### Excerpts of pointing data
[start]

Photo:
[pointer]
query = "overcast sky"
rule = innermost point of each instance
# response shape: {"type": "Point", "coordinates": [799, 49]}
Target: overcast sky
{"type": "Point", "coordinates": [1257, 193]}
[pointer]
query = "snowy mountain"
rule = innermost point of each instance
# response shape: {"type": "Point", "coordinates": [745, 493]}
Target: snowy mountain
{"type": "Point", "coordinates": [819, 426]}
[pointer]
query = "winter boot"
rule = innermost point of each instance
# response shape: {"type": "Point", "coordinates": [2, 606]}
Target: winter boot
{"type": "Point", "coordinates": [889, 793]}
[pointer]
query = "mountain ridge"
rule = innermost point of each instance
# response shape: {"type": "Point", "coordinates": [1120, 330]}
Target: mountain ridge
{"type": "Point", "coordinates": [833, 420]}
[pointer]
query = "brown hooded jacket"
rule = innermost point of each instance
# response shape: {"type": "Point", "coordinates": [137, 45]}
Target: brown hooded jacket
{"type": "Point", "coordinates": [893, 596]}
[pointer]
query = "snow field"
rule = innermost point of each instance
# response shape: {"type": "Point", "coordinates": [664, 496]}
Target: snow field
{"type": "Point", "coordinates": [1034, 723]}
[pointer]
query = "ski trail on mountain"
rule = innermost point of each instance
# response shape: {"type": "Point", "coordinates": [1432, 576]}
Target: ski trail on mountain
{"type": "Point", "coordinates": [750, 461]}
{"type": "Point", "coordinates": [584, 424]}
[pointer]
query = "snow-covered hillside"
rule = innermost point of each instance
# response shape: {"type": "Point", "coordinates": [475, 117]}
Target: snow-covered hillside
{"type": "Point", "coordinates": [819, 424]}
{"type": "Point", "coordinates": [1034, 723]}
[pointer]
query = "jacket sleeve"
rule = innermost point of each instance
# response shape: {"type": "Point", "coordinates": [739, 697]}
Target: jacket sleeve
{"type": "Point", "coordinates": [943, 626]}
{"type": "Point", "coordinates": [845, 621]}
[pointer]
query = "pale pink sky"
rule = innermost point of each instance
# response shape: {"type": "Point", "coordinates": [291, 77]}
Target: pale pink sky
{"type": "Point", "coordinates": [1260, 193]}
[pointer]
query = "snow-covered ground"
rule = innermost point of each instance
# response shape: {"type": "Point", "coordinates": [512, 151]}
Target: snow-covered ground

[end]

### DO THIS
Copy all the lines, exactly.

### COMPLETED TASK
Photo:
[pointer]
query = "overcast sky"
rule = innermost point of each instance
# response shape: {"type": "Point", "coordinates": [799, 49]}
Target: overcast sky
{"type": "Point", "coordinates": [1257, 193]}
[pointer]
query = "snowy mountain"
rule = innermost point of each instance
# response shape: {"type": "Point", "coordinates": [745, 493]}
Target: snowy mountain
{"type": "Point", "coordinates": [819, 426]}
[pointer]
query = "winter boot"
rule = innermost point of each instance
# response shape: {"type": "Point", "coordinates": [2, 606]}
Target: winter boot
{"type": "Point", "coordinates": [889, 793]}
[pointer]
query = "mountain ridge"
rule = innermost point of each instance
# response shape: {"type": "Point", "coordinates": [1120, 330]}
Target: mountain ridge
{"type": "Point", "coordinates": [833, 420]}
[pointer]
query = "brown hooded jacket"
rule = innermost point of each instance
# response shape: {"type": "Point", "coordinates": [137, 45]}
Target: brown hooded jacket
{"type": "Point", "coordinates": [893, 596]}
[pointer]
query = "snow field"
rule = innermost point of each instance
# response shape: {"type": "Point", "coordinates": [664, 496]}
Target: snow field
{"type": "Point", "coordinates": [1034, 723]}
[pointer]
query = "ski trail on mountain"
rule = innermost point of each instance
# response shape: {"type": "Point", "coordinates": [1432, 576]}
Target: ski trail on mountain
{"type": "Point", "coordinates": [750, 461]}
{"type": "Point", "coordinates": [584, 424]}
[pointer]
query = "snow-covered hillside"
rule = innermost point of each instance
# response shape: {"type": "Point", "coordinates": [475, 117]}
Target: snow-covered hillside
{"type": "Point", "coordinates": [819, 424]}
{"type": "Point", "coordinates": [1034, 723]}
[pointer]
query = "jacket sleeve"
rule = innermost point of each instance
# response shape: {"type": "Point", "coordinates": [739, 697]}
Target: jacket sleeve
{"type": "Point", "coordinates": [943, 626]}
{"type": "Point", "coordinates": [845, 621]}
[pointer]
query = "pale pink sky"
rule = innermost point of each instance
# response shape: {"type": "Point", "coordinates": [291, 77]}
Target: pale pink sky
{"type": "Point", "coordinates": [1260, 193]}
[pointer]
query = "snow-covered ground"
rule = innermost point of each instance
# response shape: {"type": "Point", "coordinates": [512, 151]}
Target: snow-covered ground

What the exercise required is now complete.